>> Start GIVEN PASSAGE

2. To choose wavelengths and evaluate A_HNR+ and A_NR, it is necessary to prepare two indicator solutions--one containing only HNR⁺ and the other containing only NR--for each solution system. Prepare solutions in 50 mL volumetric flasks as follows, using 0.10 M NaCl for all final dilutions:

HNR⁺: 5 mL Neutral Red (provided as a 0.01% solution in 0.10 M NaCl) + 5 mL 0.10 M HCl

NR: 5 mL NR + 5 mL 0.10 M NaOH

Transfer some of each solution to appropriately labelled beakers. (These solutions do not require temperature control.)
 

3. Immerse the fiberoptic probe in deionized H₂O and stir gently with the probe to dislodge any bubbles. Click 'Blank' to acquire the blank spectrum to be used by the software for absorbance calculation. These data are used until the wavelength range is changed or until a new blank is acquired. Click 'Lock Blank' to prevent accidental repeat of the blank measurement. (If a new blank is needed later, first click 'Unlock Blank'.)
 

4. Remove the probe from the water and gently blot the probe with a bed of Kimwipes^TM to remove liquid remaining on the mirror. Gently dry the outside of the probe.
 

5. Acquire and save the spectrum for each solution as follows: Immerse the dry probe in the sample, and click 'Sample'. Then click the red 'Save' box on the lower right of the display, and save the spectrum on your floppy (A drive) using an appropriate filename. (The 'Save' box will return to background color after the spectrum has been stored.).

>> End GIVEN PASSAGE
>> Start DATA SHOWN

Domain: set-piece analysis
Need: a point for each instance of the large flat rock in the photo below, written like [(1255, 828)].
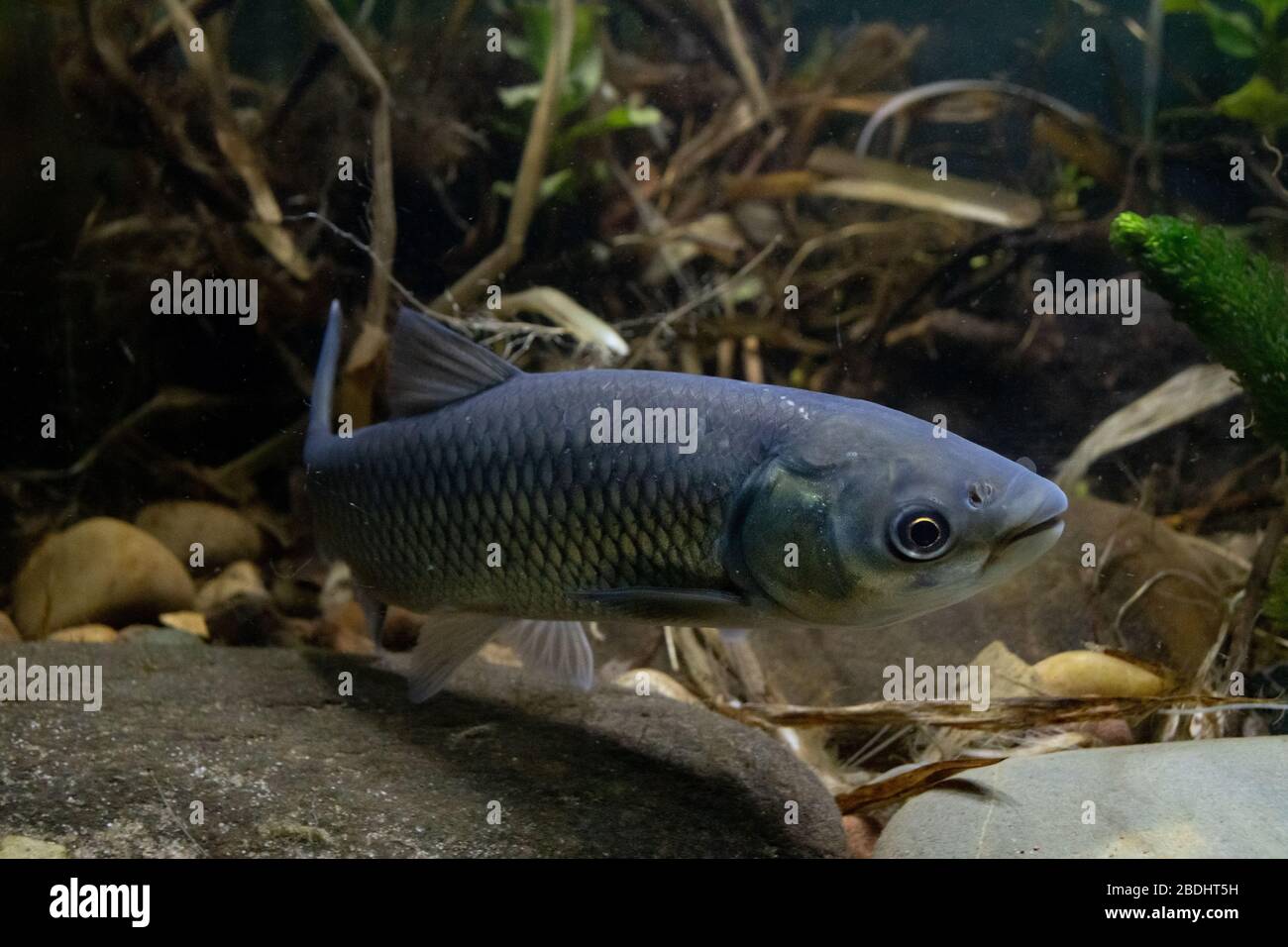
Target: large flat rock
[(1202, 799), (283, 766)]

>> End DATA SHOWN

● **EXERCISE DETAILS**:
Rewrite the lab procedure starting with "3. Immerse the" and going on through "of the probe.", swapping "probe" for "sensor" each time it appears.

● **ANSWER FOR THE TASK**:
3. Immerse the fiberoptic sensor in deionized H₂O and stir gently with the sensor to dislodge any bubbles. Click 'Blank' to acquire the blank spectrum to be used by the software for absorbance calculation. These data are used until the wavelength range is changed or until a new blank is acquired. Click 'Lock Blank' to prevent accidental repeat of the blank measurement. (If a new blank is needed later, first click 'Unlock Blank'.)
 

4. Remove the sensor from the water and gently blot the sensor with a bed of Kimwipes^TM to remove liquid remaining on the mirror. Gently dry the outside of the sensor.